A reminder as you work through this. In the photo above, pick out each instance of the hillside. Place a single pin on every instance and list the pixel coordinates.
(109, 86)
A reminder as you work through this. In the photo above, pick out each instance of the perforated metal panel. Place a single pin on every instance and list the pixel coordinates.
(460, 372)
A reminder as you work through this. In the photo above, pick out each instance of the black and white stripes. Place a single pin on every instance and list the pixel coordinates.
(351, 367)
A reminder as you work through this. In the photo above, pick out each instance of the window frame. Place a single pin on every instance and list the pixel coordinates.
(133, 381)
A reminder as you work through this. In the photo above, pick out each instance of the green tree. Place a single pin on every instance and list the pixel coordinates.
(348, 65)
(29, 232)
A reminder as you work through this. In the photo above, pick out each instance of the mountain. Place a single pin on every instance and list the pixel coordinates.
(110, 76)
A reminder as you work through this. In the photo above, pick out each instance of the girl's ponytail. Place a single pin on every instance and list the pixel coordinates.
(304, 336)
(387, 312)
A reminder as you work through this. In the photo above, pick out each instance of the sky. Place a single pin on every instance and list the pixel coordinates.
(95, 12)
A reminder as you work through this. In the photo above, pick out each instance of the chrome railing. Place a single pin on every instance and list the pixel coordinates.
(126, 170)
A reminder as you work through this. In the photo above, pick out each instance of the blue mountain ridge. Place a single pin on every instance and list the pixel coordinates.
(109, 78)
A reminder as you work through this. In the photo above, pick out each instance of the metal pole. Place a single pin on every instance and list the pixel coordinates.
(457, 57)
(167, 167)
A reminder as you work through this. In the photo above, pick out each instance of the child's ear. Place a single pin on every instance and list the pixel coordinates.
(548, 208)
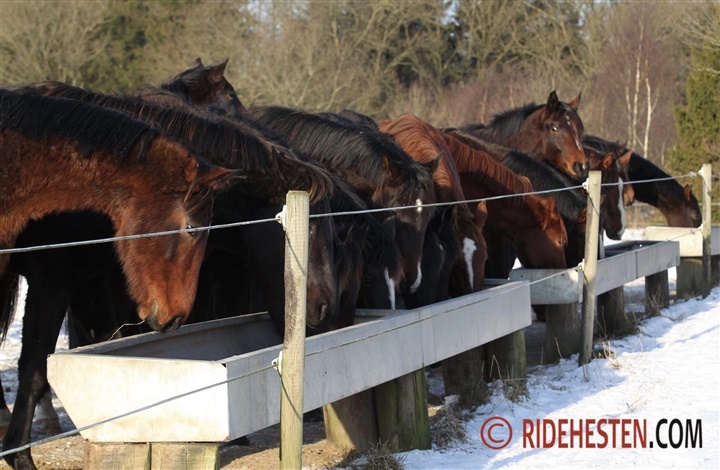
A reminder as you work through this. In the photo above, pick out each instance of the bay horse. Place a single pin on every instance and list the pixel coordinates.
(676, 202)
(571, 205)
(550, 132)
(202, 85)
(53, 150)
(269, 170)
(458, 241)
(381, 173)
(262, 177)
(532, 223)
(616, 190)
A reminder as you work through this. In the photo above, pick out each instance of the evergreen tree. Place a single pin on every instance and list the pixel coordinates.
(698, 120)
════════════════════
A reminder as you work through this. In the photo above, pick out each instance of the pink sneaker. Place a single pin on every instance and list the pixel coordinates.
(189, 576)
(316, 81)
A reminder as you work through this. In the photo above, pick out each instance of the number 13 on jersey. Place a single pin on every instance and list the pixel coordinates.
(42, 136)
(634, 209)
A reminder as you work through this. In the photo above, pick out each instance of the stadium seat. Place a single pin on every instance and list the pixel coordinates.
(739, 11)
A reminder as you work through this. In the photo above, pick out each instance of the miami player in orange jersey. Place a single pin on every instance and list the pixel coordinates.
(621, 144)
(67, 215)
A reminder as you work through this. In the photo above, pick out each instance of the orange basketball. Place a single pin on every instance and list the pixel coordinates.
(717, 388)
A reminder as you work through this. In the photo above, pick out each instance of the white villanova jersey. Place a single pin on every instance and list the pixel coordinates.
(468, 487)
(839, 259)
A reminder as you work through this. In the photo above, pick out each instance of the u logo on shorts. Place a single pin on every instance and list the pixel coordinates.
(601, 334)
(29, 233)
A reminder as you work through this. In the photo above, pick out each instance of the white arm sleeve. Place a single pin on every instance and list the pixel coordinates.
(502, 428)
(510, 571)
════════════════════
REQUIREMENTS: Report how many lines of the data above contain the string "perforated", treating uppercase and lowercase as different, and give only that number.

EXERCISE ANSWER: 1